- **Set exercise**
Copy out the lines starting with the one containing "detector, find convertible" and ending with the one containing "[336,215,481,234]", keeping every character unchanged.

┌─ Dataset content

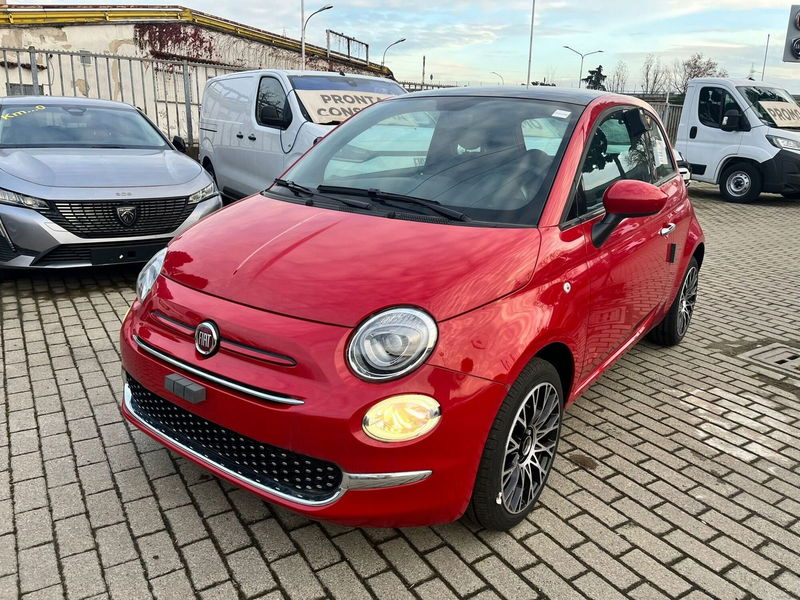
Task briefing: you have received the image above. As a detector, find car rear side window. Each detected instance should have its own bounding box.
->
[256,77,292,127]
[697,87,742,129]
[573,109,652,216]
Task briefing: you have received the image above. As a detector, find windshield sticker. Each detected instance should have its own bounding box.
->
[295,90,393,123]
[0,104,47,121]
[759,102,800,127]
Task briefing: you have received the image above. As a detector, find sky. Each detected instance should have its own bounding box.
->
[10,0,800,94]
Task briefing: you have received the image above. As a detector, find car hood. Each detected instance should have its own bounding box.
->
[0,148,202,188]
[163,196,540,327]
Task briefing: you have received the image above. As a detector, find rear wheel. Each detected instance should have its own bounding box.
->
[719,163,761,203]
[648,257,700,346]
[467,358,564,530]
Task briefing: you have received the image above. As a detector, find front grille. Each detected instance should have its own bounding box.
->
[128,376,342,502]
[46,198,195,238]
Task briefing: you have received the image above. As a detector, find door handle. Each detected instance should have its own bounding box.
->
[658,223,675,236]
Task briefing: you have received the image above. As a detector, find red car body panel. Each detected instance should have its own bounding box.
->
[121,90,703,526]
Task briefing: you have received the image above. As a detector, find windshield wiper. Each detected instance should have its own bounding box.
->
[317,185,471,221]
[268,177,372,209]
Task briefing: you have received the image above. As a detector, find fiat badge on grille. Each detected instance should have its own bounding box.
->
[194,321,219,358]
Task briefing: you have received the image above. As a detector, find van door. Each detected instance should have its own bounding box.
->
[243,75,302,194]
[209,75,255,200]
[682,85,744,183]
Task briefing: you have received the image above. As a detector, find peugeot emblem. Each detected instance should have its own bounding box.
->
[117,206,139,227]
[194,321,219,358]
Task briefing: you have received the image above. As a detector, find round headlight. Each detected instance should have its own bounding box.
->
[347,308,438,381]
[361,394,442,442]
[136,248,167,302]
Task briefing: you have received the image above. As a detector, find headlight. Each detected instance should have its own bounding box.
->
[347,308,438,381]
[189,181,217,204]
[767,135,800,151]
[0,189,50,210]
[361,394,442,442]
[136,248,167,302]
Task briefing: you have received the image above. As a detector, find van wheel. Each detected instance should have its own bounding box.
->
[467,358,564,531]
[647,257,700,346]
[719,163,761,203]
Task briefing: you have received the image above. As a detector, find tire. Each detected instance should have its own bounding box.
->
[719,163,762,204]
[647,257,700,346]
[467,358,564,531]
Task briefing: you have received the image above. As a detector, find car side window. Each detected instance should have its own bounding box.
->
[571,109,652,217]
[256,77,292,127]
[644,113,677,184]
[697,87,742,129]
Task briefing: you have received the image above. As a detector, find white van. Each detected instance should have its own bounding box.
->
[675,77,800,202]
[199,70,406,200]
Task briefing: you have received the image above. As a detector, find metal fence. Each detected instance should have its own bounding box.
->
[0,48,242,147]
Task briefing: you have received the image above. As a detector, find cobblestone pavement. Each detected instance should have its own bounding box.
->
[0,187,800,600]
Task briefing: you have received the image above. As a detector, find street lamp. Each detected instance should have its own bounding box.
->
[564,46,602,87]
[381,38,406,66]
[300,0,333,69]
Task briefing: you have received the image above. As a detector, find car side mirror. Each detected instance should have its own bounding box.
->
[258,104,288,129]
[720,108,742,131]
[172,135,186,154]
[592,179,667,248]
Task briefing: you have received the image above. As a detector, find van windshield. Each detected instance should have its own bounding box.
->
[736,86,800,129]
[278,96,583,226]
[289,75,406,125]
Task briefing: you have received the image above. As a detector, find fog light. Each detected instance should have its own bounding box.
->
[361,394,442,442]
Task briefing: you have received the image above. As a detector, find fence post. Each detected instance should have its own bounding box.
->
[183,60,194,147]
[28,46,40,96]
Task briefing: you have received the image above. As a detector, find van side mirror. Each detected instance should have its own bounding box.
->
[258,104,288,129]
[720,108,742,131]
[592,179,667,248]
[172,135,186,154]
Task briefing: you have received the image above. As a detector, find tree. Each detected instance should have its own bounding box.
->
[671,52,728,94]
[642,53,669,94]
[607,60,628,94]
[583,65,608,91]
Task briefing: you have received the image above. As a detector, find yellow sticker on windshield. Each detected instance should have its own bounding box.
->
[0,104,47,121]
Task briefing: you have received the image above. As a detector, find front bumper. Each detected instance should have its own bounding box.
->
[120,277,507,527]
[0,196,222,268]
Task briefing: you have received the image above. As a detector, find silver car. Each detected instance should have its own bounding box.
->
[0,96,222,268]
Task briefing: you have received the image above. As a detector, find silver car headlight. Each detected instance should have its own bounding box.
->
[136,248,167,302]
[347,307,439,381]
[189,181,218,204]
[0,189,50,210]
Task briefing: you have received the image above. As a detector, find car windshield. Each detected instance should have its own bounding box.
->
[0,101,168,149]
[284,96,583,226]
[289,75,406,125]
[736,86,800,129]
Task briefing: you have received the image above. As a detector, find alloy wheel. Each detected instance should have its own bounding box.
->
[678,267,698,336]
[499,382,561,514]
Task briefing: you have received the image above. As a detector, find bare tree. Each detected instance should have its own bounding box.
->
[642,52,669,94]
[606,60,629,94]
[670,52,728,94]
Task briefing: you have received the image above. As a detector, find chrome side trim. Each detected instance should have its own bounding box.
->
[122,383,433,506]
[133,335,304,405]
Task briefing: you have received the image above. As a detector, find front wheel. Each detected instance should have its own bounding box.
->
[719,163,761,204]
[647,257,700,346]
[467,358,564,531]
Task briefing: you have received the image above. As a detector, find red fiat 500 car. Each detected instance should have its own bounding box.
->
[121,88,704,529]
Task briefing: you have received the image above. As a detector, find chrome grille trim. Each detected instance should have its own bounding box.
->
[133,335,304,405]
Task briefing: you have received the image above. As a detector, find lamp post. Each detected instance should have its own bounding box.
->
[564,46,602,87]
[300,0,333,69]
[381,38,406,66]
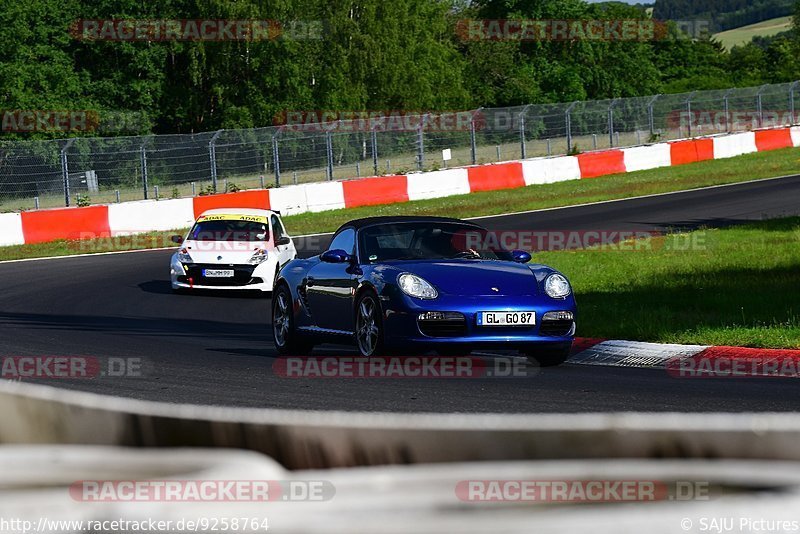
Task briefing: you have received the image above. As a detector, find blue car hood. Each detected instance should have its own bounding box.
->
[387,260,539,297]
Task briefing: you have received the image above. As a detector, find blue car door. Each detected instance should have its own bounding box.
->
[306,228,358,332]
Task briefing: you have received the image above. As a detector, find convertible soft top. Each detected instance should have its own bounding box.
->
[336,215,481,234]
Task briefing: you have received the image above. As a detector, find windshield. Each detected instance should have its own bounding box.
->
[359,222,511,263]
[189,220,269,241]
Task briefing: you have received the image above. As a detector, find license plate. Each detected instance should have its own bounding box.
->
[478,311,536,326]
[203,269,233,278]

└─

- **Task output**
Task briefing: you have received the image above. As a detector, find convertible soft top. Each detected instance should have its own bounding box.
->
[336,215,481,234]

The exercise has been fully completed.